About this task = What you output must match the entries exactly, apart from the pictures, which are left out.

Source data =
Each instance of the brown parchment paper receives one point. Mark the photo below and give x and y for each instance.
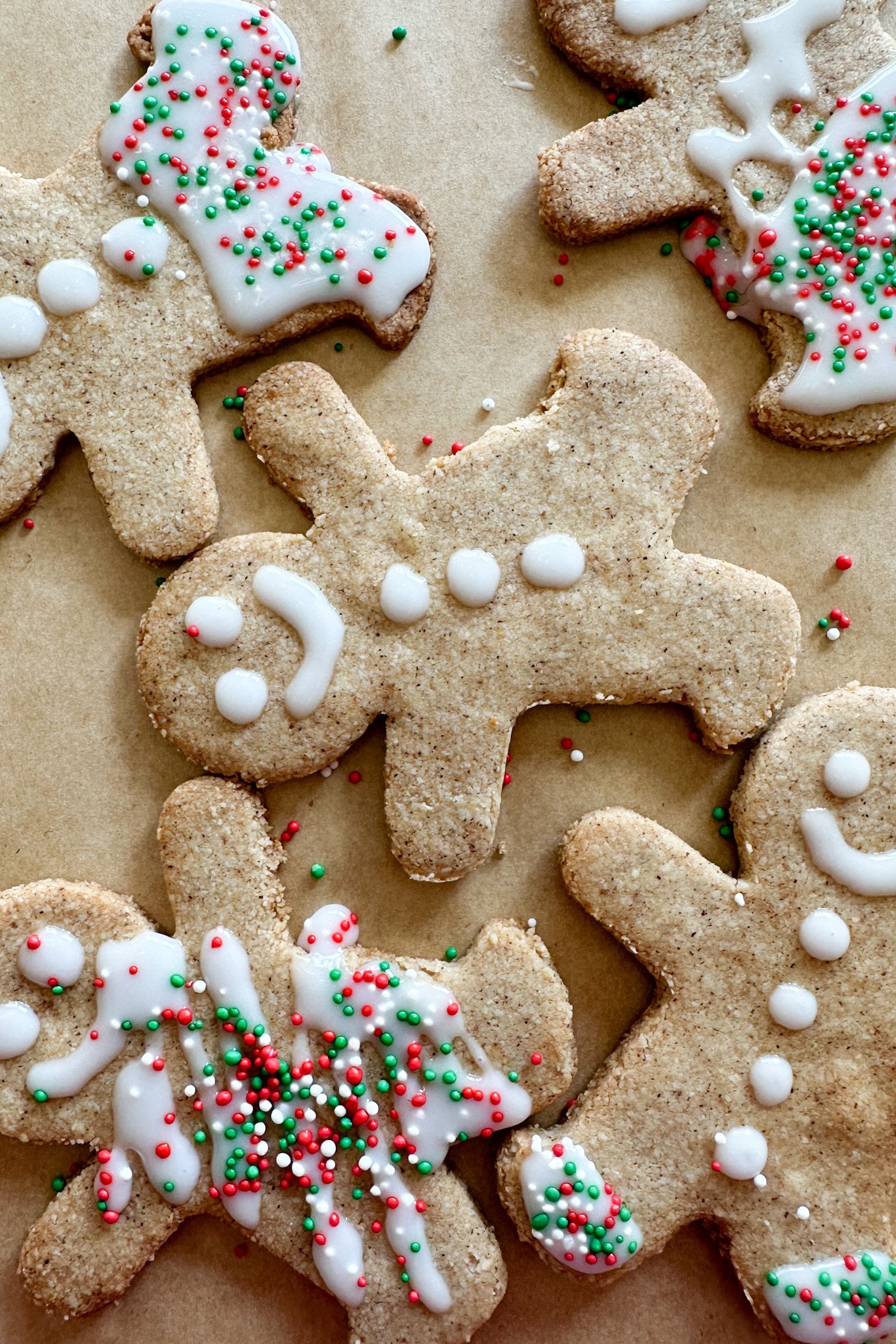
(83, 774)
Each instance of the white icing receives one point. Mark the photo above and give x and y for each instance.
(22, 327)
(777, 70)
(552, 561)
(847, 774)
(642, 16)
(68, 285)
(865, 874)
(218, 620)
(142, 983)
(824, 936)
(793, 1007)
(319, 627)
(57, 957)
(828, 1281)
(6, 417)
(19, 1028)
(222, 128)
(142, 1100)
(741, 1152)
(473, 577)
(583, 1199)
(771, 1080)
(136, 247)
(405, 596)
(241, 695)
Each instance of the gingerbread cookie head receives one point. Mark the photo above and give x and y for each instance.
(737, 123)
(308, 1090)
(533, 566)
(188, 233)
(757, 1093)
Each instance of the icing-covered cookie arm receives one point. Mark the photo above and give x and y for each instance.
(455, 754)
(71, 1261)
(218, 855)
(152, 471)
(312, 440)
(518, 1007)
(733, 683)
(651, 889)
(580, 191)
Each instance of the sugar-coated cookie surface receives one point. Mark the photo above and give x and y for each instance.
(777, 119)
(758, 1090)
(534, 566)
(228, 1070)
(188, 233)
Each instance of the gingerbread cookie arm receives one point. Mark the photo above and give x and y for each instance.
(152, 471)
(712, 656)
(73, 1263)
(312, 440)
(647, 886)
(621, 173)
(516, 1005)
(219, 860)
(456, 757)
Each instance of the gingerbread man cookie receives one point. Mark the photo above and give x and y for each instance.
(758, 1092)
(534, 566)
(225, 1070)
(188, 233)
(735, 123)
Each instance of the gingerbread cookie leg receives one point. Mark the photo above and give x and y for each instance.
(152, 471)
(71, 1246)
(621, 173)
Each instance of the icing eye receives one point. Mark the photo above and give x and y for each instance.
(216, 621)
(847, 774)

Solution =
Each instance of the brown parchment paper receives one point. Mark the photo below and give x and y for each instance.
(83, 774)
Each instance of the white icing receives one point. Mark the photo above and give x and y for each instance.
(22, 327)
(777, 70)
(552, 561)
(847, 774)
(642, 16)
(68, 285)
(865, 874)
(218, 620)
(142, 983)
(824, 936)
(793, 1007)
(319, 627)
(57, 957)
(828, 1281)
(6, 417)
(19, 1028)
(222, 128)
(142, 1100)
(741, 1152)
(473, 577)
(583, 1199)
(771, 1080)
(136, 247)
(405, 596)
(241, 695)
Each instance of the gingerbread cookie head receives one point. Mark the photo above and give x and y for each instance.
(737, 123)
(308, 1090)
(533, 566)
(188, 233)
(757, 1093)
Each instance of the icing-covered cookie arm receives one point. Mark the photo above and give x and y for each instance.
(455, 754)
(71, 1261)
(218, 855)
(152, 471)
(312, 440)
(518, 1007)
(733, 683)
(651, 889)
(580, 191)
Each instance of the sugar-coated cookie surface receives one point. Mark the photo above and give x and y for each instance.
(777, 119)
(758, 1090)
(534, 566)
(228, 1070)
(188, 233)
Each instance of the gingerbread cookie arm receives one point. Mark the photo above and give x and y for each instance.
(152, 471)
(712, 656)
(73, 1263)
(312, 440)
(647, 886)
(621, 173)
(516, 1005)
(219, 860)
(456, 757)
Each instance of the gingerbread man cookie receives one point. Mark the photo above and give x and y for each instance.
(758, 1092)
(534, 566)
(225, 1070)
(188, 233)
(735, 123)
Each instance of the gingerbread cookie leg receives one point. Mark the photo above and give x and y for each instance.
(152, 471)
(71, 1246)
(621, 173)
Each instance of the icing eye receives one point. Mark the photo above and give x and y for each instance.
(216, 621)
(847, 774)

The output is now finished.